___ DATASET EXCERPTS ___

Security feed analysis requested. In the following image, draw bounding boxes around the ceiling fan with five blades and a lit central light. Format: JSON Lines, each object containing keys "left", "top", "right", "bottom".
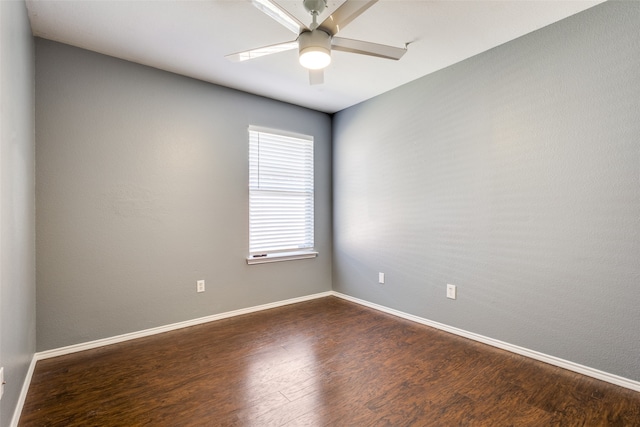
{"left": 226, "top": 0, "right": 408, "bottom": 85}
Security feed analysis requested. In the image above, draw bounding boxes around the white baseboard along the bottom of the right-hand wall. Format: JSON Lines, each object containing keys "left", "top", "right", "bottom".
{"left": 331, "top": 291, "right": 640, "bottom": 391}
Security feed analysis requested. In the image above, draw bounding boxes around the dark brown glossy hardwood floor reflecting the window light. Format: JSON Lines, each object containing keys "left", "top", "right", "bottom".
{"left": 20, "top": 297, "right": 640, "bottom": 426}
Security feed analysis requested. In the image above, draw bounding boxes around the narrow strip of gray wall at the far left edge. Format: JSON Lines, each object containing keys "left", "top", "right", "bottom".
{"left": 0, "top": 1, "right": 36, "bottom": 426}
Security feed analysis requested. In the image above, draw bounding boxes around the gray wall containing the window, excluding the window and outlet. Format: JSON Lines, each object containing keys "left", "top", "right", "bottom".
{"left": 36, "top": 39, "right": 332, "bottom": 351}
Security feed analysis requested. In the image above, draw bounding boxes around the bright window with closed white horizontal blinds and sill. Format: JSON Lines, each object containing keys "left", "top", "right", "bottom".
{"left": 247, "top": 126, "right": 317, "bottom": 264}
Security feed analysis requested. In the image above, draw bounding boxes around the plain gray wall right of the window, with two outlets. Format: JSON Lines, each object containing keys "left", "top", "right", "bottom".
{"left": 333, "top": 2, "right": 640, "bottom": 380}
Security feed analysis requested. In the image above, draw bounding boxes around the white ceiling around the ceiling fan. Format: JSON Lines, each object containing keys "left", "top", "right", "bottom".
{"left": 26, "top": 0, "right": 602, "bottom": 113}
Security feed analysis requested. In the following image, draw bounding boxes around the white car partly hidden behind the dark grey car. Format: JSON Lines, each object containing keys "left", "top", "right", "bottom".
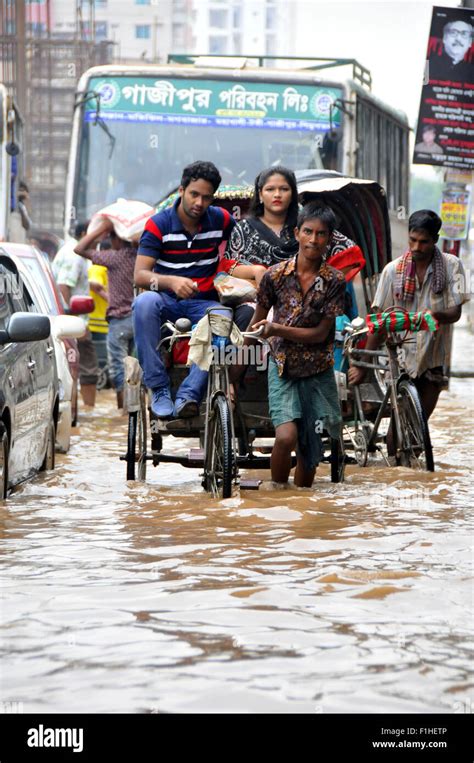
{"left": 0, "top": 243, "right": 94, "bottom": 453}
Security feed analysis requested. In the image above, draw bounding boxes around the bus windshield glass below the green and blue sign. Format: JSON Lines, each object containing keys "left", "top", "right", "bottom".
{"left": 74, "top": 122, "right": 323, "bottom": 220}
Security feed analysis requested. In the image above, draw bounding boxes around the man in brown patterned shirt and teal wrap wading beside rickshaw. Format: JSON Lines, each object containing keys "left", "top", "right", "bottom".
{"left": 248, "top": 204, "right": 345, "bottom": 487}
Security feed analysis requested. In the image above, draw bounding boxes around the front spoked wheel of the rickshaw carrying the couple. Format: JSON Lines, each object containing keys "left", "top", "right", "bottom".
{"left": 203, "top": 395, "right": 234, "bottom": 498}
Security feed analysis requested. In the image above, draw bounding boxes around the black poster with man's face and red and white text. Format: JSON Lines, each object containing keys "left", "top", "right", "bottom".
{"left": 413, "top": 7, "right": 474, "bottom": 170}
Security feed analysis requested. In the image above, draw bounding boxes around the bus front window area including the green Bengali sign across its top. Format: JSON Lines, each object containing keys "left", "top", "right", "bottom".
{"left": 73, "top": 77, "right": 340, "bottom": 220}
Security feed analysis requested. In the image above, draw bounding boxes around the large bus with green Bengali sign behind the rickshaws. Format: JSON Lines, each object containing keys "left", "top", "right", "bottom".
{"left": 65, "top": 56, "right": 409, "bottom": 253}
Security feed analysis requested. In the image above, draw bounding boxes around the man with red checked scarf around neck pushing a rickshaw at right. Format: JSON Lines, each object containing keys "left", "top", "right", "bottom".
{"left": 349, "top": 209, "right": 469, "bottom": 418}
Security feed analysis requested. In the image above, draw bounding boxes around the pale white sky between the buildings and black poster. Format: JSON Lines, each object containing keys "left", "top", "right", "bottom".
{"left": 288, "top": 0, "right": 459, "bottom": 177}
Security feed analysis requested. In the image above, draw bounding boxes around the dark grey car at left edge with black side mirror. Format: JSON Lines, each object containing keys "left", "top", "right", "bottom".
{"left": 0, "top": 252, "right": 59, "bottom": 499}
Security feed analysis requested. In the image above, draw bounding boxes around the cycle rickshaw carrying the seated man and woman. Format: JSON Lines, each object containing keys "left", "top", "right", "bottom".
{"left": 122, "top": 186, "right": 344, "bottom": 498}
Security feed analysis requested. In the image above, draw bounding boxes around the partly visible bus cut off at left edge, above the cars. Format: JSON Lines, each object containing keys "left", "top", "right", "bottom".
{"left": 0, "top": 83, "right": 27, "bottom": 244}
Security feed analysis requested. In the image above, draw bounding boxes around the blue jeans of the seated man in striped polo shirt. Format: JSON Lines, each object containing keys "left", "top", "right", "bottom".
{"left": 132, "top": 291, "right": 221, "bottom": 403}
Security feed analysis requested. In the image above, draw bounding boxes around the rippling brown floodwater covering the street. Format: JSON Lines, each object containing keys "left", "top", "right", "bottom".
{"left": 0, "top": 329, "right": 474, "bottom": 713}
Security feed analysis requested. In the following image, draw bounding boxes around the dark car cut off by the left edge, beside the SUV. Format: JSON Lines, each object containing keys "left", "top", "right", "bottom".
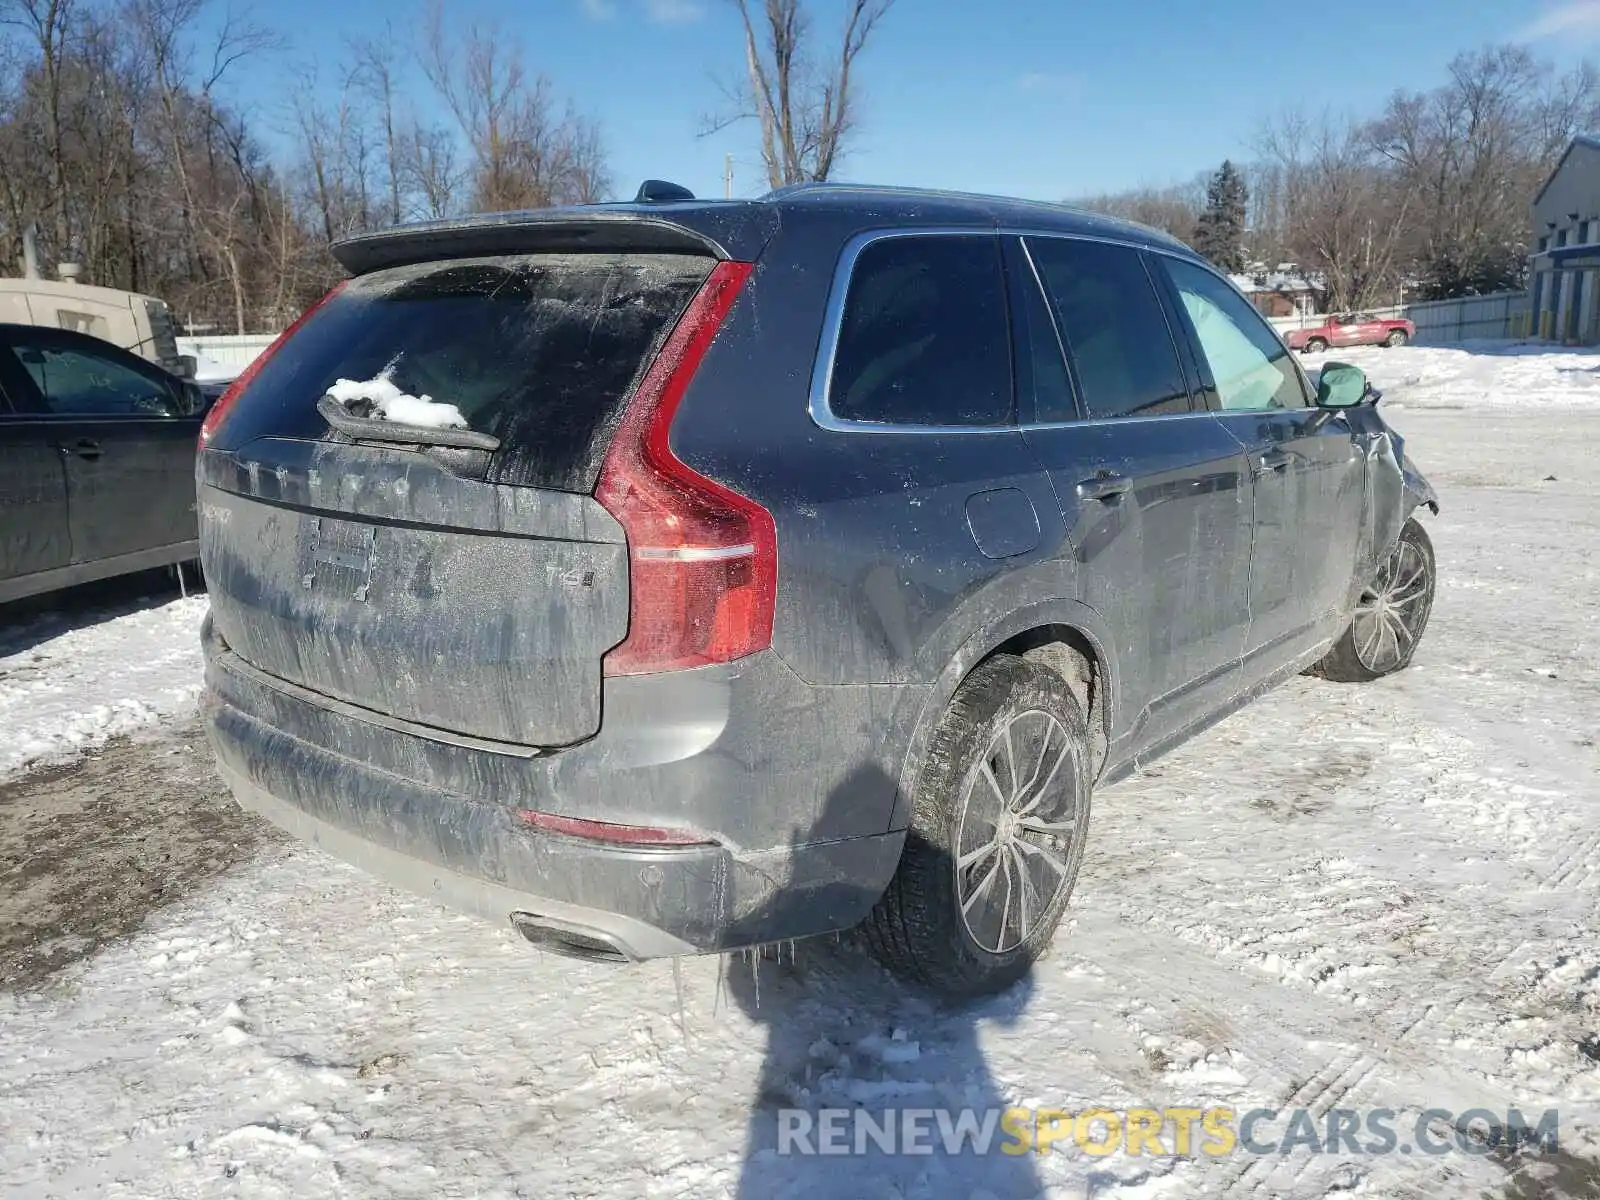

___

» **ABOUT THIS EXERCISE**
Apart from the pictures, repeat every entry exactly.

» **FINISHED TASK**
Security feed analysis requested. In the following image, draw bounding boxes around the ceiling fan with five blades and a lit central light. Format: JSON Lines, each object containing keys "left", "top", "right", "bottom".
{"left": 226, "top": 0, "right": 408, "bottom": 85}
Security feed analysis requested. In the image above, draw bounding boxes around the white baseboard along the bottom of the right-hand wall. Format: JSON Lines, each object containing keys "left", "top", "right", "bottom".
{"left": 331, "top": 291, "right": 640, "bottom": 391}
Security feed analysis requested. In the image above, draw bounding boxes around the dark brown glossy hardwood floor reflecting the window light. Format: JSON Lines, each object containing keys "left", "top", "right", "bottom".
{"left": 20, "top": 297, "right": 640, "bottom": 426}
Security feed analysis requested. In the image above, draw bounding boxes around the narrow strip of gray wall at the far left edge. Format: JSON Lines, each object containing keys "left", "top", "right", "bottom".
{"left": 0, "top": 1, "right": 36, "bottom": 426}
Security feed analysis requested. In the image above, draw bounding boxes around the gray wall containing the window, excluding the window and outlet. Format: JSON Lines, each object containing keys "left", "top", "right", "bottom".
{"left": 36, "top": 39, "right": 332, "bottom": 351}
Security feed analysis requested. In the image above, draw bounding boxes around the bright window with closed white horizontal blinds and sill. Format: JSON Lines, each object containing keys "left", "top", "right", "bottom".
{"left": 247, "top": 126, "right": 317, "bottom": 264}
Security feed analysis requested. In the image above, draw bounding boxes around the plain gray wall right of the window, with two outlets. Format: JSON Lines, each object containing keys "left", "top", "right", "bottom".
{"left": 333, "top": 2, "right": 640, "bottom": 380}
Security feed analysis requested. In the image above, draw bounding boxes around the white ceiling around the ceiling fan. Format: JSON Lines, each object containing keys "left", "top", "right", "bottom".
{"left": 26, "top": 0, "right": 602, "bottom": 113}
Security feed analysis requested. In the following image, draw bounding boxes around the white car partly hidden behind the dark grey car. Format: JSON Lines, each object containing keys "left", "top", "right", "bottom".
{"left": 0, "top": 243, "right": 94, "bottom": 453}
Security feed analysis requested. In the image above, draw bounding boxes around the bus windshield glass below the green and blue sign. Format: JSON Lines, each object containing keys "left", "top", "right", "bottom".
{"left": 74, "top": 122, "right": 323, "bottom": 220}
Security feed analysis requested. In the image above, draw bounding boxes around the man in brown patterned shirt and teal wrap wading beside rickshaw. Format: JSON Lines, each object containing keys "left", "top", "right", "bottom".
{"left": 248, "top": 204, "right": 345, "bottom": 487}
Security feed analysis requested. In the image above, draw bounding boxes around the front spoked wheel of the rickshaw carrying the couple. Format: JSON Lines, each object containing keys "left", "top", "right", "bottom".
{"left": 203, "top": 395, "right": 234, "bottom": 498}
Security feed analysis requested. In the image above, draw bounding boxes around the black poster with man's face and red and white text. Format: JSON Lines, each object containing keys "left", "top", "right", "bottom".
{"left": 413, "top": 7, "right": 474, "bottom": 170}
Security feed analysis requested. In the image above, draw bounding boxes around the bus front window area including the green Bengali sign across its top. Format: JSON Lines, each object containing keys "left", "top", "right", "bottom".
{"left": 73, "top": 77, "right": 340, "bottom": 220}
Security feed analysis requested. In the image above, draw bounding boxes around the large bus with green Bengali sign behind the rickshaws. Format: JSON Lines, each object containing keys "left", "top", "right", "bottom".
{"left": 65, "top": 56, "right": 409, "bottom": 253}
Security feed analysis requested. In the image above, draw bounding boxes around the man with red checked scarf around neck pushing a rickshaw at right. Format: JSON Lines, each object containing keys "left", "top", "right", "bottom".
{"left": 349, "top": 209, "right": 469, "bottom": 418}
Security feed analysis requested. In the image above, draw bounding boxes around the pale white sky between the buildings and black poster. Format: JSON Lines, each object containing keys "left", "top", "right", "bottom".
{"left": 288, "top": 0, "right": 459, "bottom": 177}
Security feed analysis requested. In the image above, draw bounding boxes around the dark grey car at left edge with black side mirror. Format: JSON Lines, each object containing keys "left", "top", "right", "bottom".
{"left": 0, "top": 252, "right": 59, "bottom": 499}
Security feed analysis requested. In the image above, draw bounding boxes around the cycle rickshaw carrying the seated man and woman. Format: JSON Lines, each object containing keys "left", "top", "right", "bottom".
{"left": 122, "top": 186, "right": 344, "bottom": 498}
Security feed analysis requested. In the image above, draw bounding boxes around the partly visible bus cut off at left edge, above the cars. Format: JSON Lines, each object containing keys "left", "top", "right", "bottom".
{"left": 0, "top": 83, "right": 27, "bottom": 244}
Security feed analysis requested. In the image above, draw bounding boxes around the blue jeans of the seated man in striped polo shirt. Format: JSON Lines, each object containing keys "left", "top", "right", "bottom".
{"left": 132, "top": 291, "right": 221, "bottom": 403}
Security feed analysis requested. In the image above, draw bounding boxes around the rippling brown floodwater covering the street. Format: JSON Lines, each object containing keys "left", "top", "right", "bottom".
{"left": 0, "top": 329, "right": 474, "bottom": 713}
Security feed analysis requested. In the following image, draw bounding boxes around the dark car cut off by the left edge, beside the SUV. Format: JSON Lines, each object containing keys "left", "top", "right", "bottom".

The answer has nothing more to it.